Requirement: Tally every line of the material where "target" occurs, then write the total by itself.

Source material:

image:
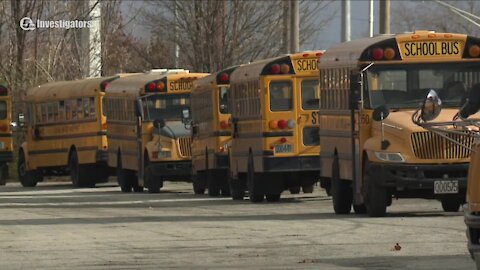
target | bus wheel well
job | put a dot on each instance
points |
(72, 149)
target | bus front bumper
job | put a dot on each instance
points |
(6, 156)
(221, 161)
(289, 164)
(421, 176)
(172, 170)
(102, 155)
(472, 220)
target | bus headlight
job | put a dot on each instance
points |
(161, 154)
(389, 157)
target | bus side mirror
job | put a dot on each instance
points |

Answer below: 4